#### Source material

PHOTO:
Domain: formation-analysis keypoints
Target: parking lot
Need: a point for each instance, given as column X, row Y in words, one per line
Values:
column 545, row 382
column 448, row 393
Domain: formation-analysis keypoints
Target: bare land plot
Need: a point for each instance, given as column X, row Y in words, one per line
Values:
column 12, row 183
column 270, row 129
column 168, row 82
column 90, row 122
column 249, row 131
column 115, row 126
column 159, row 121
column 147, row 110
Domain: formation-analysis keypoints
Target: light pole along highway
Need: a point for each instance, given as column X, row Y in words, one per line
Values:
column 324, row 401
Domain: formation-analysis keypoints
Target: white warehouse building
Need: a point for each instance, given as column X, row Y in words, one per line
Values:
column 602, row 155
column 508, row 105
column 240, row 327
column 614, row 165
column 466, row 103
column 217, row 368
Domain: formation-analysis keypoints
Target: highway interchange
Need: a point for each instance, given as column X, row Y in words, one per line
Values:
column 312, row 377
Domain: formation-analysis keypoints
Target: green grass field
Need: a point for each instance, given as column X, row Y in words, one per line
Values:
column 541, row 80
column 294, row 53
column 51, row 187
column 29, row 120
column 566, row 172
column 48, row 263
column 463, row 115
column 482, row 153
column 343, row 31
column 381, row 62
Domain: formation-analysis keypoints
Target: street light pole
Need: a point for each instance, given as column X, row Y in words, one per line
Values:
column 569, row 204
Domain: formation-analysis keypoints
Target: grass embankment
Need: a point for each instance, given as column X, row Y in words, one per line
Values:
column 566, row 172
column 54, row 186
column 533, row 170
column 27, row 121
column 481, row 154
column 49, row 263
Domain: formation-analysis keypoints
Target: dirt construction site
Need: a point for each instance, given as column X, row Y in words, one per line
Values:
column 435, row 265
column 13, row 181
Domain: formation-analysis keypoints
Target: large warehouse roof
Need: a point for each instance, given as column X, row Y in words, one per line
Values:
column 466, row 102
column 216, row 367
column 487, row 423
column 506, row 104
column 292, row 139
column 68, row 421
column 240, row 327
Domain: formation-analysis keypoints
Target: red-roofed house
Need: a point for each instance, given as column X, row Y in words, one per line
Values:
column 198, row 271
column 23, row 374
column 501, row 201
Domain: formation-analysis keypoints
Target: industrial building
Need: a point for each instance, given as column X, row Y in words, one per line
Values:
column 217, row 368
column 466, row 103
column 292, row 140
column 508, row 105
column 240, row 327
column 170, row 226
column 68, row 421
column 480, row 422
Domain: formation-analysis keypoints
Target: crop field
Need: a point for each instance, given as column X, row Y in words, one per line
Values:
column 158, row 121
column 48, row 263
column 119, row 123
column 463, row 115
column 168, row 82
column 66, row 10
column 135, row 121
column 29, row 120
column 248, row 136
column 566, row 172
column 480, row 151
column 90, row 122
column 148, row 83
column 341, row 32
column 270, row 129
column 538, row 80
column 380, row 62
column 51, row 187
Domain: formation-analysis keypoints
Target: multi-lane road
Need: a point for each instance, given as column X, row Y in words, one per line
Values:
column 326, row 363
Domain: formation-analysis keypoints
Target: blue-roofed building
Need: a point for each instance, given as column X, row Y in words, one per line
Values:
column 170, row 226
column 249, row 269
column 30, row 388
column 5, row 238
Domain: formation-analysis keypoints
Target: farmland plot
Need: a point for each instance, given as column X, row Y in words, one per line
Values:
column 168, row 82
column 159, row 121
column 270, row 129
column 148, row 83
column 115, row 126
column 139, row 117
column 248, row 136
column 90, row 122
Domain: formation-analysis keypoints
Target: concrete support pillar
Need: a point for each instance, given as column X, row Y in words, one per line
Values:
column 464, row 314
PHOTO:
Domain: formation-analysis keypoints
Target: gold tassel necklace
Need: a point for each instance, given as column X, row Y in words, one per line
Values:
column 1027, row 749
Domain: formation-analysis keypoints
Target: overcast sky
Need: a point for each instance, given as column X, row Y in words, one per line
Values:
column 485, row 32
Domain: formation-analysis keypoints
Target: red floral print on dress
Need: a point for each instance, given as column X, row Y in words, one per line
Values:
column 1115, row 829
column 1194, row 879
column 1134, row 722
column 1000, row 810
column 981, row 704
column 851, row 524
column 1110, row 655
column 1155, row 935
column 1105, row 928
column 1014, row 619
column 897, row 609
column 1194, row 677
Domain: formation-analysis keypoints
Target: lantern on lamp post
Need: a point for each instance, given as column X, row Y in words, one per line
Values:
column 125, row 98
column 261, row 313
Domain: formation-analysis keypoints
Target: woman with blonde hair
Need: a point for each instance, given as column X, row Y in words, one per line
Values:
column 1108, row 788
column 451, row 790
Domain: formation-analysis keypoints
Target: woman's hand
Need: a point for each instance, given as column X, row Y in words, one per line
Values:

########

**Work instruction:** Each entry shown above should be transcribed exactly as written.

**Your response:**
PHOTO:
Domain: formation-analysis keypoints
Target: parking lot
Need: a point for each instance, given as column X, row Y in words, one per line
Values:
column 545, row 382
column 448, row 393
Domain: formation-analysis keypoints
Target: bare land plot
Need: a point for each instance, given as column X, row Y in words, one per line
Values:
column 12, row 183
column 270, row 129
column 168, row 82
column 90, row 122
column 249, row 131
column 115, row 126
column 159, row 121
column 147, row 110
Domain: formation-analysis keypoints
Target: light pole along highway
Need: a point for each instance, given as column X, row Y in words, one per line
Values:
column 324, row 401
Domain: formation-analysis keypoints
Target: white warehouse building
Need: a point for each instance, given as column X, row Y in words, one per line
Values:
column 602, row 155
column 508, row 105
column 240, row 327
column 614, row 165
column 466, row 103
column 217, row 368
Domain: formation-analysis keypoints
Target: highway interchange
Need: a point for each instance, given as column X, row Y in words, one per line
Values:
column 312, row 377
Domain: formation-analysis keypoints
Target: green grass field
Need: a point for each instance, given as column X, row Y in words, one per line
Values:
column 541, row 80
column 294, row 53
column 51, row 187
column 29, row 120
column 566, row 172
column 48, row 263
column 463, row 115
column 482, row 153
column 343, row 31
column 381, row 62
Domain: formation-analysis keypoints
Target: street light pole
Need: a point for each instance, given as column X, row Y in words, one per line
Values:
column 569, row 204
Domain: formation-analysis keypoints
Target: grass embankment
Need: a point for each instance, given as column X, row Y in words, one per line
Values:
column 566, row 172
column 54, row 186
column 533, row 170
column 27, row 121
column 481, row 154
column 49, row 263
Domain: formation-analysis keypoints
Target: dirt construction site
Need: a point for each instance, given as column X, row Y in words, one per line
Values:
column 435, row 265
column 13, row 181
Domain: formation-analysis keypoints
Target: large warehouse roof
Need: a point for each instance, given as column X, row Y in words, one per line
Values:
column 466, row 102
column 216, row 367
column 487, row 423
column 506, row 104
column 292, row 139
column 68, row 421
column 240, row 327
Domain: formation-analysis keypoints
Target: red-roofed house
Need: a point for each instance, given as column X, row Y in words, one per line
Values:
column 198, row 271
column 23, row 374
column 501, row 201
Domain: formation-analysis keypoints
Target: industrial building
Need: a point for each instance, given as column X, row Y in words, one per line
Values:
column 217, row 368
column 466, row 103
column 292, row 140
column 508, row 105
column 240, row 327
column 170, row 226
column 68, row 421
column 480, row 422
Domain: formation-analysis keypoints
Target: crop field
Need: a point for each instance, given as column X, row Y in words, one per line
Values:
column 158, row 121
column 48, row 263
column 119, row 123
column 463, row 115
column 168, row 82
column 66, row 10
column 135, row 121
column 29, row 120
column 248, row 136
column 566, row 172
column 480, row 151
column 90, row 122
column 148, row 83
column 341, row 32
column 270, row 129
column 538, row 80
column 380, row 62
column 51, row 187
Domain: formation-analysis keypoints
Target: multi-lane road
Need: a point for each instance, given as column X, row Y in words, one per line
Values:
column 326, row 363
Domain: formation-analysis keypoints
Target: blue-roofed building
Need: a point for each instance, given as column X, row Y in words, one per line
Values:
column 170, row 226
column 249, row 269
column 30, row 388
column 5, row 238
Domain: formation-analysis keypoints
Target: farmland plot
Need: a point for each instance, given as column X, row Y in words, one per line
Values:
column 168, row 82
column 159, row 121
column 270, row 129
column 148, row 83
column 115, row 126
column 139, row 117
column 248, row 136
column 90, row 122
Domain: formation-analysis keypoints
Target: concrete support pillar
Need: a point for each instance, given as column X, row Y in words, one per line
Values:
column 464, row 314
PHOTO:
Domain: formation-analysis keypoints
Target: gold tassel necklace
Need: a point for each instance, given as column X, row Y in words, one per line
Values:
column 1027, row 749
Domain: formation-analysis keypoints
Target: overcast sky
Need: a point for each instance, given as column X, row Y in words, one per line
Values:
column 485, row 32
Domain: formation-analysis keypoints
Target: red floral print on dress
Need: a point for each instance, given as column X, row Y in words, one per line
Values:
column 1115, row 829
column 1194, row 879
column 1134, row 722
column 1000, row 810
column 981, row 704
column 851, row 524
column 1110, row 655
column 1155, row 935
column 1105, row 928
column 1014, row 619
column 897, row 609
column 1194, row 677
Domain: formation-analysis keypoints
Target: lantern on lamp post
Need: a point for each instance, given as column X, row Y in words, one per line
Values:
column 125, row 98
column 261, row 313
Domain: formation-analysis keypoints
Target: woman with blonde hair
Need: a point for each instance, given as column X, row Y in words, one per line
Values:
column 1108, row 788
column 451, row 790
Domain: formation-analysis keypoints
Target: woman's hand
Need: a point for each instance, given as column X, row Y in words, one per line
Values:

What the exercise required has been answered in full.